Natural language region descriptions
──────────────────────────────

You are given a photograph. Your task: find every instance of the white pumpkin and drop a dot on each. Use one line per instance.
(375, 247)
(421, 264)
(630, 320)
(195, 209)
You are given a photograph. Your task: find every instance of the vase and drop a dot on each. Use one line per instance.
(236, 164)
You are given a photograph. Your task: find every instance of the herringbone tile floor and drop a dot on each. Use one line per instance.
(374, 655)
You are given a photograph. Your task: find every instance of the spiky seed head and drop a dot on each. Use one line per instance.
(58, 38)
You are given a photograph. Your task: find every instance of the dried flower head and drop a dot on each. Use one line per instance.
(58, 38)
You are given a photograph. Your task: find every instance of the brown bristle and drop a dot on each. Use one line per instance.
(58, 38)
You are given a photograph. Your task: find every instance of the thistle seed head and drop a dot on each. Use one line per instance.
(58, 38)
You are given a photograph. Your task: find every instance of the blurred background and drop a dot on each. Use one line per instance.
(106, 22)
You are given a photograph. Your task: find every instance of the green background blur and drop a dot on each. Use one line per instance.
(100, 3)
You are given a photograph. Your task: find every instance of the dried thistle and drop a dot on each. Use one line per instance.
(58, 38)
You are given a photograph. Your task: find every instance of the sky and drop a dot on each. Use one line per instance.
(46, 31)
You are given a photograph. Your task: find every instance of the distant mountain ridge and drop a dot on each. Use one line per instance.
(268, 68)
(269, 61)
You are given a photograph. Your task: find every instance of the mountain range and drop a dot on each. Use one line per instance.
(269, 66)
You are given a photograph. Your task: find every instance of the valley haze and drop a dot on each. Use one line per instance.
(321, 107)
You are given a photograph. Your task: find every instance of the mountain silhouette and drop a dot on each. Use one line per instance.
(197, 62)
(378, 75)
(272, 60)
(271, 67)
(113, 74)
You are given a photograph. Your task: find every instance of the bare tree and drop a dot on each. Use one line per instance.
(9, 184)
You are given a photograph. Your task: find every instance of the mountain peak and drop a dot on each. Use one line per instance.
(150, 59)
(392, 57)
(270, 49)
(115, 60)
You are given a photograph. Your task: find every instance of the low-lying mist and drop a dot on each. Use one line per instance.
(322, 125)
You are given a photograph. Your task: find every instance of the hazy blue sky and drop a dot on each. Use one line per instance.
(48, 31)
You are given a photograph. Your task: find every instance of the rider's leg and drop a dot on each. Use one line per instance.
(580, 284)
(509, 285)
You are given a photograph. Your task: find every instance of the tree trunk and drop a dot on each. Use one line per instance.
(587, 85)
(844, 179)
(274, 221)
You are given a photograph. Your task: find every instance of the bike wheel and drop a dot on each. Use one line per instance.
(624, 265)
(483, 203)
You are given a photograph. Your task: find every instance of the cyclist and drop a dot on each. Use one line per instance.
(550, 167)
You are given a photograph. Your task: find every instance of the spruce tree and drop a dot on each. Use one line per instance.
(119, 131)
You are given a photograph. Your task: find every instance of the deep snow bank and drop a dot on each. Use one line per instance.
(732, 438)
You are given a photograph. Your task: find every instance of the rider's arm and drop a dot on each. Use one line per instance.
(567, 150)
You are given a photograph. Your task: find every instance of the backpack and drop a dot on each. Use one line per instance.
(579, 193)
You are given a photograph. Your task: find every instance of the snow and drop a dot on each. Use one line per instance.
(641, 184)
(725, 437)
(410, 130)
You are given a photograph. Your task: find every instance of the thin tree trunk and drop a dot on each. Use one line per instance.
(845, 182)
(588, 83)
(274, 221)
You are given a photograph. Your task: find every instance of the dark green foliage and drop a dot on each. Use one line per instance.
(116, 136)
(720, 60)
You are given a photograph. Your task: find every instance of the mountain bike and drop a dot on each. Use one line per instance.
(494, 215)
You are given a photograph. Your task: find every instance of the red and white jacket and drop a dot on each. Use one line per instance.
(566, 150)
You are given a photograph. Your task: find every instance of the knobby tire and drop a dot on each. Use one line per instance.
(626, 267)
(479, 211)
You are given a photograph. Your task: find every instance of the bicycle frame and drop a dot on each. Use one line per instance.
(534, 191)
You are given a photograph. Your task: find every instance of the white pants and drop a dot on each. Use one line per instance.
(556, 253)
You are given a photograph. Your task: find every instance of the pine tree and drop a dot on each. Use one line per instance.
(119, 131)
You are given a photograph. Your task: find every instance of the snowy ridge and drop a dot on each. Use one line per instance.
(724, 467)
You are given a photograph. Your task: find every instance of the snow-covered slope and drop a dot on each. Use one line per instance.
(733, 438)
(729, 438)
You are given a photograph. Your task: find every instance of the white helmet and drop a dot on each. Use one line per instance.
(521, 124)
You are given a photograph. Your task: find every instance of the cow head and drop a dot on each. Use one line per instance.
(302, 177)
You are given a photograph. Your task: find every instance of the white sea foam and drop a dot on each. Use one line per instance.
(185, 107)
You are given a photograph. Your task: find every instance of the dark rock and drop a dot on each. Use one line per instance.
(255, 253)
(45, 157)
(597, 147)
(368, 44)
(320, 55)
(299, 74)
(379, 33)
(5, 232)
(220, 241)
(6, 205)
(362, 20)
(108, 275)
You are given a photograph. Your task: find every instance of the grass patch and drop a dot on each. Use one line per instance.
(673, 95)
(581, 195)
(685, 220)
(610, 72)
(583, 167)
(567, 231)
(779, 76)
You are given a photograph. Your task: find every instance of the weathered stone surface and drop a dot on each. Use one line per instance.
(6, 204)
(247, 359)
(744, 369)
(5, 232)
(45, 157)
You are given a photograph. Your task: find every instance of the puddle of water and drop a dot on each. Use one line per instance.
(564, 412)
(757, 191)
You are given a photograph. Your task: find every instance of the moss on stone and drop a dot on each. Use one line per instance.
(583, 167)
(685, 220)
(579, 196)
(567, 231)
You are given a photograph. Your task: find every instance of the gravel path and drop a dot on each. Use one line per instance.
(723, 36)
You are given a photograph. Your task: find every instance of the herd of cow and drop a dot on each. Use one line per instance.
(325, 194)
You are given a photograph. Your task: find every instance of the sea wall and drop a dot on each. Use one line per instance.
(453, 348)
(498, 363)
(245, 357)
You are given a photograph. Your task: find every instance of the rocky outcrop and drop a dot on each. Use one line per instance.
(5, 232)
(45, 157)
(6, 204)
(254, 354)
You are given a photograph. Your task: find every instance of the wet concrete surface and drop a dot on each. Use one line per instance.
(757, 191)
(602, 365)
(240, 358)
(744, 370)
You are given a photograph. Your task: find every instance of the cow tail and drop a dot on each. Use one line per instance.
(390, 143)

──────────────────────────────

**Activity:**
Your output should be an exact copy of the lines from the one containing "of the moss" through the last line of the data above.

**Response box:**
You are given a photograph. Your task: find every instance of the moss on stone and drop a dot on each. Use one line per instance.
(583, 167)
(685, 220)
(579, 196)
(567, 231)
You are given a photograph. Your task: find every instance of the gravel path and drop a dot on each. Use one line per instance.
(723, 36)
You are given a photograph. Your task: find every instance of the herd of cow and drop a dot on each. Use one line per instance.
(325, 194)
You are given a photograph. Your task: find every instance of the sea wall and drop a dot on each. Use one line per instance.
(453, 348)
(498, 363)
(245, 357)
You are given a photograph. Your task: find every instance of the rocky outcrop and drop a dot on each. Use one line per instance.
(5, 232)
(45, 157)
(6, 204)
(254, 354)
You are given a photograph. Your task: find every instance of the wet concrete surface and drop a dot on each. Use one line per instance.
(757, 191)
(602, 365)
(240, 358)
(744, 370)
You are given a photograph. Your task: find every instance of the cow tail and drop a dot on each. Use one line per instance.
(390, 143)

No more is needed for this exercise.